## begin TEXT SECTION
Name: Alice Weekly Meeting: Software for Hardware Accelerators / PDP-SRC
Start: 2023-11-29T11:00:00+01:00
End: 2023-11-29T12:20:00+01:00
Location: No location set

1

Discussion

Speakers: David Rohr (CERN), Ole Schmidt (CERN)

Color code: (critical, news during the meeting: green, news from this week: blue, news from last week: purple, no news: black)

High priority framework topics:

Problem with EndOfStream / Dropping Lifetime::Timeframe data
- 3rd debug feature in development, ETA end of next week.
Related: Should we change the consumeWhenAll completion policy, to wait for the oldestPossibleTimeframe update on all channels, to avoid that sporadic data can be missed.
- We can add a "consumeWhenAllTimeframe" policy with the old behavior is needed, but I think in most cases the change will not decrease the performance. It can only delay the processing if there are multiple sporadic inputs, while we wait for all TF inputs, and not all sporadic inputs arrive, which is a very special case.
- But it general, I think this is an important safety measure, and can avoid that we miss processing some sporadic data. Note that this will not trigger any error. And there are cases where the presense of other workflows changes the routes, and sporadic data for multiple inputs can arrive together or as 2 messages... So if we have such an error at some point, it would be very difficult to understand.
- Better to exclude it from the beginning.
Fix START-STOP-START for good
- All known issues on DPL side fixed, now other systems need to fix up their parts:
  - MCH / ITS / EMC crash in QC postprocessing, Barth / Piotr are following this up.
  - TPC Track QC is crashing, but unrelated - can always happen when the run is short. Robert is checking.
  - Readout sends wrong STFIDs
Problem with QC topologies with expendable tasks - Fixed in DPL, waiting for feedback.
New issue: sometimes CCDB populator produces backpressure, without processing data. Crashed several Pb-Pb runs yet: https://alice.its.cern.ch/jira/browse/O2-4244
- Disappeared after disabled CPV gain calib, that was very slow. However, this can only have hidden the problem. Apparently there is a race condition that can trigger a problem in the input handling, which makes the CCDB populator stuck. Since the run funciton of the CCDB populator is not called and it does not have a special completion policy, but simply consumeWhenAny, this is likely to be a generic problem.
- Cannot be debugged Pb-Pb right now, since it is mitigated. But must be understood afterwards.

Other framework tickets:

TOF problem with receiving condition in tof-compressor: https://alice.its.cern.ch/jira/browse/O2-3681
Grafana metrics: Might want to introduce additional rate metrics that subtract the header overhead to have the pure payload: low priority.
## end TEXT SECTION
## begin DATA
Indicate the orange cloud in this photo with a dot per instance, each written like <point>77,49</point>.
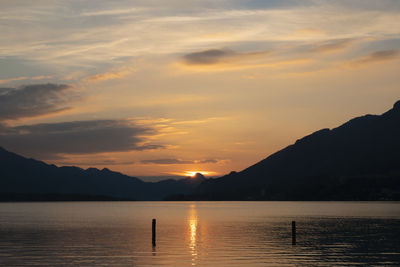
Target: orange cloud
<point>376,57</point>
<point>110,75</point>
## end DATA
§ **TASKS**
• a. In the meeting minutes, what change made the CCDB populator problem disappear?
• b. Translate this sentence from the meeting minutes into Spanish: "Note that this will not trigger any error."
• c. Quote the meeting minutes from "Related: Should we" up to and including "very special case.".
The listing comes from a separate source.

§ **REPLIES**
• a. Disabling the CPV gain calibration, which was very slow.

• b. Tenga en cuenta que esto no provocará ningún error.

• c.
Related: Should we change the consumeWhenAll completion policy, to wait for the oldestPossibleTimeframe update on all channels, to avoid that sporadic data can be missed.
- We can add a "consumeWhenAllTimeframe" policy with the old behavior is needed, but I think in most cases the change will not decrease the performance. It can only delay the processing if there are multiple sporadic inputs, while we wait for all TF inputs, and not all sporadic inputs arrive, which is a very special case.